◆ **EXERCISE INSTRUCTIONS**
Print the stretch of the material from its start through the line containing "264], [406, 206]]", both ends included, reproducing each line character for character. Leave the pictures out of your answer.

===== DATA ENTRIES

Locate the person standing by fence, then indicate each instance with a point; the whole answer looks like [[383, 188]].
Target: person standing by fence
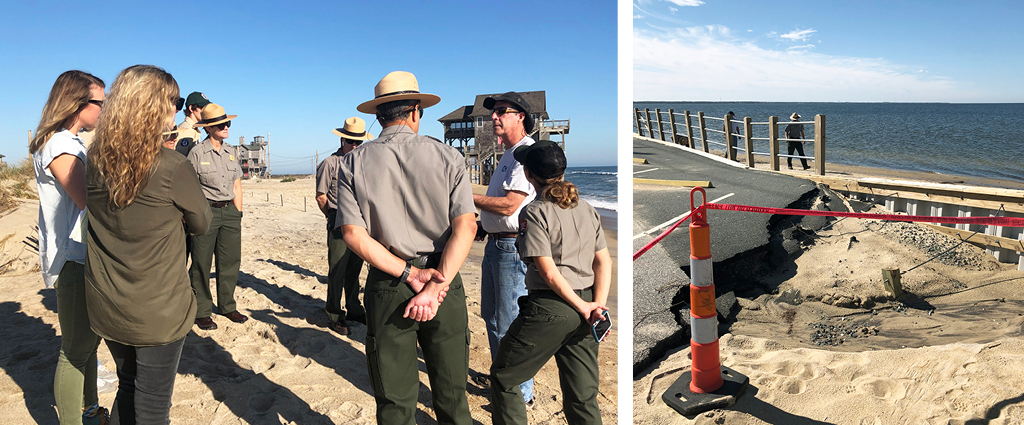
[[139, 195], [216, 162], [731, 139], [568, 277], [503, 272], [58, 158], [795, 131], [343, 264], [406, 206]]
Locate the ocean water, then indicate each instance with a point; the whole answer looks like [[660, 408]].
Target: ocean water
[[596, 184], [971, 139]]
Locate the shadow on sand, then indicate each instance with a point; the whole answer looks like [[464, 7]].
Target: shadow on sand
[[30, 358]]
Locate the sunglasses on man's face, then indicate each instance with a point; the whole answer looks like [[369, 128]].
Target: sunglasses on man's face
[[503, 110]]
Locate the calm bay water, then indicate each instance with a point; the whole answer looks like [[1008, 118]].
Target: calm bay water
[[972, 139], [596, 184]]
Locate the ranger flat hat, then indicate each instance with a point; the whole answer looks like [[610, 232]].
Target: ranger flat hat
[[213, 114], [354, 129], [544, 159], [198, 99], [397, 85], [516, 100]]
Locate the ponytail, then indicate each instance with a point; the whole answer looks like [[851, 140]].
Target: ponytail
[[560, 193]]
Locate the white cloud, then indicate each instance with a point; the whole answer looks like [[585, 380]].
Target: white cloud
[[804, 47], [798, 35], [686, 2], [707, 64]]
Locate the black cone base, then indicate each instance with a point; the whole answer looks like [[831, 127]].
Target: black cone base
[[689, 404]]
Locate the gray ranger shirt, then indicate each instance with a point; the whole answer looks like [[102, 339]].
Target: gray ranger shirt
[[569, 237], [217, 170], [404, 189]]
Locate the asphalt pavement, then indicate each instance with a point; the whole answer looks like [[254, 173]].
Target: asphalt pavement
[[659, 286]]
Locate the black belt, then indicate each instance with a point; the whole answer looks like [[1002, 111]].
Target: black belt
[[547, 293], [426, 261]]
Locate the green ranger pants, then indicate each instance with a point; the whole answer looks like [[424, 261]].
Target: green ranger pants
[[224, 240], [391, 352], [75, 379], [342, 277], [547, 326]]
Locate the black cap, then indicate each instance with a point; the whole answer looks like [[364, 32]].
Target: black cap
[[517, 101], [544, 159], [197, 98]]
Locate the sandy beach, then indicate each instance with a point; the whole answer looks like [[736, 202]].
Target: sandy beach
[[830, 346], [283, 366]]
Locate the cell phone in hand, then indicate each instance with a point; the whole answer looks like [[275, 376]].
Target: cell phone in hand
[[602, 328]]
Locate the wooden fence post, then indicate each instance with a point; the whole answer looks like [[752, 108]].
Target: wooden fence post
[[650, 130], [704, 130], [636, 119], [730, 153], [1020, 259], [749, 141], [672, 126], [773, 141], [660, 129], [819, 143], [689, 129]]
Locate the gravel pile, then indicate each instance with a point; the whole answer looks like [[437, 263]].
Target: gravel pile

==========

◆ **ANSWER TO THIS TASK**
Locate the person standing by fence, then indicate each instance with a point; the whole answer looks like [[383, 188]].
Target: person standing by fence
[[139, 195], [216, 162], [731, 139], [568, 277], [503, 272], [58, 158], [795, 131], [343, 264], [406, 206]]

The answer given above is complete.